Board of Patent Appeals and Interferences
Patent and Trademark Office (P.T.O.)
*1 EX PARTE DAVID F. MARK, LEO S. LIN, SHI-DA YU LU AND ALICE M. WANG
Appeal No. 88-2811
July 24, 1989
HEARD: May 11, 1989
Application for Patent filed February 7, 1985, Serial No. 06/698,939, which is a continuation-in-part of Serial No. 06/564,224 filed December 20, 1983, now Patent No. 4,518,584; which is a continuation-in-part of Serial No. 06/486,162 filed April 15, 1983, now abandoned; which is a continuation-in-part of Serial No. 06/435,154 filed October 19, 1982. It is also a continuation-in-part of Serial No. 06/698,936 filed February 7, 1985, which is a continuation-in-part of Serial No. 06/670,360 filed November 9, 1984, which is a continuation-in-part of Serial No. 06/661,026 filed October 15, 1984. Cysteine-Depleted Muteins of Biologically Active Proteins.
Albert P. Halluin et al. for appellants
Supervisory Patent Examiner--Thomas G. Wiseman
Before Goldstein, Pellman and W. Smith
This is an appeal from the final rejection of claims 1 through 5 and 45 through 69. The appeal as to claims 54 and 56 was withdrawn by appellants' counsel at oral argument. [FN1] Thus, claims 1 through 5, 45 through 53, 55 and 57 through 69 remain for our consideration, which are all of the claims remaining in the application.

* _Provided records_:
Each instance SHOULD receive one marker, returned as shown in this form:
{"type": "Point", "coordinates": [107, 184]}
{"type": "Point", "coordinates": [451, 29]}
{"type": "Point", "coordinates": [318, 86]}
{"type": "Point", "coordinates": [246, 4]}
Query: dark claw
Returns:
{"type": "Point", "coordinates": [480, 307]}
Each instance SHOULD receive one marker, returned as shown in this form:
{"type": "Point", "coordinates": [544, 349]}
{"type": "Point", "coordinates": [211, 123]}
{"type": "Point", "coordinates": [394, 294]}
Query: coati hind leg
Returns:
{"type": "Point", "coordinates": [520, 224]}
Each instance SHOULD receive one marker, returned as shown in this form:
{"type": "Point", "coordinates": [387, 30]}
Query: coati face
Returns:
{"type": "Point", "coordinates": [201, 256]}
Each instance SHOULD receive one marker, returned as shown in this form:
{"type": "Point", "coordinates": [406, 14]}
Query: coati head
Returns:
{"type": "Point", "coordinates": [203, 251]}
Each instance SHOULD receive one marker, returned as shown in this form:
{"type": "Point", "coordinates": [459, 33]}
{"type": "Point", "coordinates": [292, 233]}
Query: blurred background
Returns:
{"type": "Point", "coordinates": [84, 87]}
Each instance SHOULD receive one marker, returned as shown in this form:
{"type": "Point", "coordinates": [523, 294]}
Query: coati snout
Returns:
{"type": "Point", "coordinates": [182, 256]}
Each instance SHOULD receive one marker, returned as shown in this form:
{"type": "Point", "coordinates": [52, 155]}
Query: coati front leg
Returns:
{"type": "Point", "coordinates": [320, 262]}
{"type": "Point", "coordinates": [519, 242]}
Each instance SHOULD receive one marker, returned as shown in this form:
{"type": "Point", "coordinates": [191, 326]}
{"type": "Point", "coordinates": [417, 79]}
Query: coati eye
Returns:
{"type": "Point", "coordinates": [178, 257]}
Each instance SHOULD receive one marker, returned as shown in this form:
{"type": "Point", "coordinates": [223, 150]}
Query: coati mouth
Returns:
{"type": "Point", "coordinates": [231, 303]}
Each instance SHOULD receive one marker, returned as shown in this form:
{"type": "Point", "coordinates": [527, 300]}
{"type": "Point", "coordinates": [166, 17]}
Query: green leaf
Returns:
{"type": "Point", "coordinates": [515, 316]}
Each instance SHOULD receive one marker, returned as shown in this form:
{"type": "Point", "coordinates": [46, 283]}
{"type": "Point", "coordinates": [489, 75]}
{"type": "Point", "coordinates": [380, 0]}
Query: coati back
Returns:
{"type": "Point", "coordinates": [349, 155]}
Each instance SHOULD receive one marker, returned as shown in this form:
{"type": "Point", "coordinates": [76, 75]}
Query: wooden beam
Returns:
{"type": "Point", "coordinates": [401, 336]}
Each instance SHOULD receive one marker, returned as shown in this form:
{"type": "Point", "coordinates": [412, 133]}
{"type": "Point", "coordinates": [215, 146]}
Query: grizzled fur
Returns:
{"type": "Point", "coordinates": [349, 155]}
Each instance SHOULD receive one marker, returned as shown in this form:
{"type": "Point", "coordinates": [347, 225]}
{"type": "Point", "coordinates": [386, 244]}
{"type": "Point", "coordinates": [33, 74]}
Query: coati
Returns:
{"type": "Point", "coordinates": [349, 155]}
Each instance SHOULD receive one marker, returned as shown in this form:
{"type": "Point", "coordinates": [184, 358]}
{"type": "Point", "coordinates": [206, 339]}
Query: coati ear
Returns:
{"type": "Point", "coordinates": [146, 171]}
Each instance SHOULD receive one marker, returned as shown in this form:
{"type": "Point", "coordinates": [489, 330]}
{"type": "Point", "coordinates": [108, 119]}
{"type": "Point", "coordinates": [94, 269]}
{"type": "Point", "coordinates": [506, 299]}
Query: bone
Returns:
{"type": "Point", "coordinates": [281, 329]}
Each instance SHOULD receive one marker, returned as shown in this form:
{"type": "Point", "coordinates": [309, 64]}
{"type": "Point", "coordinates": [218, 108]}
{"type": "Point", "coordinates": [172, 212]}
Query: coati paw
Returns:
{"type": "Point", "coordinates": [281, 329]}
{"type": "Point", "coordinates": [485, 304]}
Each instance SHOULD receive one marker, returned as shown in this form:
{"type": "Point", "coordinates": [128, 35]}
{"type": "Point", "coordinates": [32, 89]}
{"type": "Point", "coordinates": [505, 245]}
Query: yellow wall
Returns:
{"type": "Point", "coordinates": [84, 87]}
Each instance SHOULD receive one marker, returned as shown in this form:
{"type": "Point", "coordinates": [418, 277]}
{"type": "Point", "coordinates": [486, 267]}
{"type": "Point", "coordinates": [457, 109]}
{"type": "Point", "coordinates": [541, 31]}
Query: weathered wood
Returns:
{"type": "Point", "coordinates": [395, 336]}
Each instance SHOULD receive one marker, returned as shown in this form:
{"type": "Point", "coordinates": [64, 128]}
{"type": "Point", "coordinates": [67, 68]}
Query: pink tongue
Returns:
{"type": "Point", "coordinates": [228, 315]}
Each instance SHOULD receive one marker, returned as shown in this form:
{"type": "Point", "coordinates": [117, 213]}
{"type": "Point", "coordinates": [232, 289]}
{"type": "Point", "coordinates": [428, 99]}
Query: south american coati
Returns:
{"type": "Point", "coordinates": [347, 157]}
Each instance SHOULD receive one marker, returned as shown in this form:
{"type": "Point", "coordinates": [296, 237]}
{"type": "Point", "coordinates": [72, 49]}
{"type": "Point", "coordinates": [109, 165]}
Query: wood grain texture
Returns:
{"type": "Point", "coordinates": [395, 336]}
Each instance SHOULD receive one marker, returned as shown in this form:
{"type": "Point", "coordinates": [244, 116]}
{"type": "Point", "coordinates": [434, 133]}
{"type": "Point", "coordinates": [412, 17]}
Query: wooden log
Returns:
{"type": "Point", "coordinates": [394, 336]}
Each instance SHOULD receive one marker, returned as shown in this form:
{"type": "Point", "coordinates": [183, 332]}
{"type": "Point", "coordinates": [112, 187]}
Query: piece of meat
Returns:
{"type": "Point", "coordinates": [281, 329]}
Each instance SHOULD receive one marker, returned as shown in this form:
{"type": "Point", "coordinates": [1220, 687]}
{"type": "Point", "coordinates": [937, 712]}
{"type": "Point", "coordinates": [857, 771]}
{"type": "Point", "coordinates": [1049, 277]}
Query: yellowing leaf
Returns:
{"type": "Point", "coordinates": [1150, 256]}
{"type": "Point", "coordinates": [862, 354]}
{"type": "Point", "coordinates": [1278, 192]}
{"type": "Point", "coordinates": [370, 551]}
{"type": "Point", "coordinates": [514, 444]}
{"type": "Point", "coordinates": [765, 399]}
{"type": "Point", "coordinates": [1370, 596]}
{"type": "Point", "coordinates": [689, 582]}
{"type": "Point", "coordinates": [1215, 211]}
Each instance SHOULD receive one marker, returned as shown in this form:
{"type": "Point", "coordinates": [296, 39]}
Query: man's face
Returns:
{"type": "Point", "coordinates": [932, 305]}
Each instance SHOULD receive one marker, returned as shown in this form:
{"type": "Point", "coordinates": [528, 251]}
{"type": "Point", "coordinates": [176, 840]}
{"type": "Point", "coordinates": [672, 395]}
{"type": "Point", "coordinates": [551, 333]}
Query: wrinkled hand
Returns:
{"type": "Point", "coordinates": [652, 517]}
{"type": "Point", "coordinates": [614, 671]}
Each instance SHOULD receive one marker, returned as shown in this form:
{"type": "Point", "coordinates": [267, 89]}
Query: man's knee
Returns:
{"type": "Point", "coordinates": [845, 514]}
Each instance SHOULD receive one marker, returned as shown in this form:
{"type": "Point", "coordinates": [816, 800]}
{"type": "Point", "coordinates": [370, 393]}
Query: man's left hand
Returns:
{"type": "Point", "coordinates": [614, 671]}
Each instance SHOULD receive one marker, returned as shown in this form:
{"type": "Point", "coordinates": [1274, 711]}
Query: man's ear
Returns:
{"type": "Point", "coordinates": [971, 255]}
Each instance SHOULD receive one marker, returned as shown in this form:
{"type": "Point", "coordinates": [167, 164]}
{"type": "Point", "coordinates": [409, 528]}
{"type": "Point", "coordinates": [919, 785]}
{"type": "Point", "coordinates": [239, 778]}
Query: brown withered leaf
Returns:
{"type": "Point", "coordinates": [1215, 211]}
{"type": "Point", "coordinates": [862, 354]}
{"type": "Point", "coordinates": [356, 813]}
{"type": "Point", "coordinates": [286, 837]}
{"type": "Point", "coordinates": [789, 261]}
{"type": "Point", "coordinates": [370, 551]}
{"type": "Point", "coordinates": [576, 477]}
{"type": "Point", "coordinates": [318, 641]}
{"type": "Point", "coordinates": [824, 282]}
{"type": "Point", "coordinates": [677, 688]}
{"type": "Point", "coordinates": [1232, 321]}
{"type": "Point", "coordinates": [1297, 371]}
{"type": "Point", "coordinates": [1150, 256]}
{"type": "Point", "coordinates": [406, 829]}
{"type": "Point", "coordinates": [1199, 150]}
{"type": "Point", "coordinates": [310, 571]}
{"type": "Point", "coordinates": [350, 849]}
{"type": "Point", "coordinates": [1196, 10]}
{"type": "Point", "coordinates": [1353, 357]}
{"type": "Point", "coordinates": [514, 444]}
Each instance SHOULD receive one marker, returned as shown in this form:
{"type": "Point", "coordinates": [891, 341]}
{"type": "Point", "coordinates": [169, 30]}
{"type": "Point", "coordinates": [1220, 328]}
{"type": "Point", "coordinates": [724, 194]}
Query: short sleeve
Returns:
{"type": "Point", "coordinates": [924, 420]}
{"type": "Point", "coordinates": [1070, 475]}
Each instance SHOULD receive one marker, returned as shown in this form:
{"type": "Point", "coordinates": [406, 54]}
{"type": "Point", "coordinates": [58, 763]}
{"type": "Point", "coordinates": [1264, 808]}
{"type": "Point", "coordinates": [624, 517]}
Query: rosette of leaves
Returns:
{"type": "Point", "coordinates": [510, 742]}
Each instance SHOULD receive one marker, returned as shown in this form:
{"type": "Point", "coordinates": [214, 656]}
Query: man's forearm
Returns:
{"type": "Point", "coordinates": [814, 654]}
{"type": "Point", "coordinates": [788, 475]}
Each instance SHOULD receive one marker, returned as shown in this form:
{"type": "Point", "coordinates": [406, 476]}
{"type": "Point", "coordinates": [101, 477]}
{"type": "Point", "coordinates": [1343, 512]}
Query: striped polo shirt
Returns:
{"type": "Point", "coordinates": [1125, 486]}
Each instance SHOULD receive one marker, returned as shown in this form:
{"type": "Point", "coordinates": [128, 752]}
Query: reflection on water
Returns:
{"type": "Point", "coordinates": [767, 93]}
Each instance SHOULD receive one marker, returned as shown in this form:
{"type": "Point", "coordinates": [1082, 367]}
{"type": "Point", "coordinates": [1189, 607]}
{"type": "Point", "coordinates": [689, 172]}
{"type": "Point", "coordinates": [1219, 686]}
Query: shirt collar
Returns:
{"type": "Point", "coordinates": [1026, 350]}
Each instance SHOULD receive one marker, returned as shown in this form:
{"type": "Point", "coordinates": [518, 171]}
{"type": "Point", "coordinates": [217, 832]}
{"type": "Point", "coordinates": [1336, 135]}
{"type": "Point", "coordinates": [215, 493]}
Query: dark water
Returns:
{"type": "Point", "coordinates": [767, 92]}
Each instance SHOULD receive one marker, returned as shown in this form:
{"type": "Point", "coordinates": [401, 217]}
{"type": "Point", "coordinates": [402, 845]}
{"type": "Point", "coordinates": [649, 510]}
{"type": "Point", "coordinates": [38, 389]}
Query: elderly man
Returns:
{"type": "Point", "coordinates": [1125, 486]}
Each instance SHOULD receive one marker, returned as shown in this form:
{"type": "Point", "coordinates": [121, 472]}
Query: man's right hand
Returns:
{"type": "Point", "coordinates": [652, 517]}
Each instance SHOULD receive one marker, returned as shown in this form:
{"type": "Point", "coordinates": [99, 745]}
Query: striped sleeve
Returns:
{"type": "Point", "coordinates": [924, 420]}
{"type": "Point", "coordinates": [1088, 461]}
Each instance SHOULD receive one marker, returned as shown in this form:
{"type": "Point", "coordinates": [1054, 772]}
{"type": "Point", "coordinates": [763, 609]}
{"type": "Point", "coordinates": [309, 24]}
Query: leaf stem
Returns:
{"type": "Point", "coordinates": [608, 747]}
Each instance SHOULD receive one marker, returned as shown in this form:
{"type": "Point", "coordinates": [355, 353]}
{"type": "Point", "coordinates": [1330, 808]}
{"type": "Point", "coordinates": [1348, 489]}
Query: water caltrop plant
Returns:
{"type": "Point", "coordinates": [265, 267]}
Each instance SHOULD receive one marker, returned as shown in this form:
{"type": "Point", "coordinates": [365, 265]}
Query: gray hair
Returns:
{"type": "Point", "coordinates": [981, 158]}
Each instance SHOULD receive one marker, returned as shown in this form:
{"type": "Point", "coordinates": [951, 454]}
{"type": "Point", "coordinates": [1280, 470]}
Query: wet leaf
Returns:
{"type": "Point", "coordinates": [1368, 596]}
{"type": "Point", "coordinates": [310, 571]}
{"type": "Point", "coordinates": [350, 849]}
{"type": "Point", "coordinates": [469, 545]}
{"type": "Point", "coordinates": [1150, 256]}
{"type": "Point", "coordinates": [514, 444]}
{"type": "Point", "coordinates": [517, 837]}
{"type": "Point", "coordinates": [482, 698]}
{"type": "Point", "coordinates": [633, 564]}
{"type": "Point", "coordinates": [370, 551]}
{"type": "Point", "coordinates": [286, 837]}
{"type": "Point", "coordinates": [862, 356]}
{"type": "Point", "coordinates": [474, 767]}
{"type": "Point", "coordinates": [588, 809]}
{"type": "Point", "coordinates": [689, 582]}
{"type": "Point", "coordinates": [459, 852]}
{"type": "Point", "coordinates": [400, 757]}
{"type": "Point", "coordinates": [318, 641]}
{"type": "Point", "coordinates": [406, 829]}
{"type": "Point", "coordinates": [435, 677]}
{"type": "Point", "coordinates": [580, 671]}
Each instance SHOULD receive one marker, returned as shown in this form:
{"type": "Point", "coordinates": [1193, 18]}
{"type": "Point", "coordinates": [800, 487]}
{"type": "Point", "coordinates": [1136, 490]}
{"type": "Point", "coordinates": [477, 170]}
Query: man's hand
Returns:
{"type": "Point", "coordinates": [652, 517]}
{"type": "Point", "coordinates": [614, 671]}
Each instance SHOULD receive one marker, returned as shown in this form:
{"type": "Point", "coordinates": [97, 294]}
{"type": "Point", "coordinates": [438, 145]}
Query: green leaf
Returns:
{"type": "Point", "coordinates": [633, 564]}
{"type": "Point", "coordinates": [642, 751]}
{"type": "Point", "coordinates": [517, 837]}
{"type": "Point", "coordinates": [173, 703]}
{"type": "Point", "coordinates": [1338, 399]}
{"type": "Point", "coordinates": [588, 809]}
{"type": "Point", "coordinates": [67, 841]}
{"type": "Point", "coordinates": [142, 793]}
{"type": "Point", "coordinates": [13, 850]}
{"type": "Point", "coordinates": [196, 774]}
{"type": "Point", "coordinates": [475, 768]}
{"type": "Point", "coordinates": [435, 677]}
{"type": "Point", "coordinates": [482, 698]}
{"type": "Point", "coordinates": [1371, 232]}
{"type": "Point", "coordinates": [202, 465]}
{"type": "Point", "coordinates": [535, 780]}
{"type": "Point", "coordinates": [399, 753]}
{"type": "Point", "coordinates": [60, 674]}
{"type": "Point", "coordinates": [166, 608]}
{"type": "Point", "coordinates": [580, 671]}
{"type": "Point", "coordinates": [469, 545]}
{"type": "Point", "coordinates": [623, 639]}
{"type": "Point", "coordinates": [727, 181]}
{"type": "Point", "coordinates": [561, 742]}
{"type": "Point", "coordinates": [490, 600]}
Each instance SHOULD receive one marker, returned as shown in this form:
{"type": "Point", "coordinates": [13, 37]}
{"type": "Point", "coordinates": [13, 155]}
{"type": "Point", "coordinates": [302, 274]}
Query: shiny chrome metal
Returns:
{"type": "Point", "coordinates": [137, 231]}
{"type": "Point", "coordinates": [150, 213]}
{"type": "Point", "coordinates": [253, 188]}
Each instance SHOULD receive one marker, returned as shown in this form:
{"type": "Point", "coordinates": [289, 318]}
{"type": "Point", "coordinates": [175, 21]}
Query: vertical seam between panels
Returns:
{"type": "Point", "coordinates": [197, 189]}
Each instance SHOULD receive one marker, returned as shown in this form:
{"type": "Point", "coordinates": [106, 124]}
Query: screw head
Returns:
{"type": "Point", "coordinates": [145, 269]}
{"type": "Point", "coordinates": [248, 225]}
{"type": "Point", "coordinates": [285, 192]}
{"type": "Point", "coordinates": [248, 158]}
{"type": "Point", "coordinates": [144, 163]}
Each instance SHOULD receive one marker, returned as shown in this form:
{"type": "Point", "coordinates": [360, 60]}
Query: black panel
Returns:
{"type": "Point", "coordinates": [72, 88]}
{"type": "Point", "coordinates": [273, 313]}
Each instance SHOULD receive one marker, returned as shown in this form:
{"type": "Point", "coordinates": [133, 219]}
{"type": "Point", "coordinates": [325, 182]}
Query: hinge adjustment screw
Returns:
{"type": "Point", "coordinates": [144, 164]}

* _What you need to do_:
- 1) According to the patent appeal decision, why are claims 54 and 56 not among the claims left for the board's consideration? Answer in one to three sentences.
- 2) Continue the patent appeal decision on cysteine-depleted muteins, starting after its last sentence.
The records stand apart from the patent appeal decision and are unrelated to it.

* _Per-task outputs_:
- 1) Claims 54 and 56 are not considered because appellants' counsel withdrew the appeal as to those claims at oral argument. That leaves claims 1 through 5, 45 through 53, 55 and 57 through 69.

- 2)
Claims 1, 45, 54, 55, 56, 57 and 64 are illustrative of the subject matter on appeal and read as follows:
1. A synthetic mutein of a biologically active native protein in which native protein has at least one cysteine residue that is free to form a disulfide link and is nonessential to said biological activity, said mutein having at least one of said cysteine residues substituted by another amino acid and said mutein exhibiting the biological activity of said native protein.
45. A structural gene having a DNA sequence that encodes a synthetic mutein of a biologically active native protein which native protein has at least one cysteine residue that is free to form a disulfide link and is nonessential to said biological activity, said mutein having at least one of said cysteine residues substituted by another amino acid and said mutein exhibiting the biological activity of said native protein.
54. A method of preventing a protein having at least one cysteine residue that is free to form a disulfide link from forming said link comprising mutationally altering the protein by deleting the cysteine residue or replacing the cysteine residue with another amino acid.
55. The method of claim 54 wherein the protein is biologically active and the cysteine is not essential to said biological activity.
56. The method of claim 54 wherein the cysteine residue is replaced with serine or threonine.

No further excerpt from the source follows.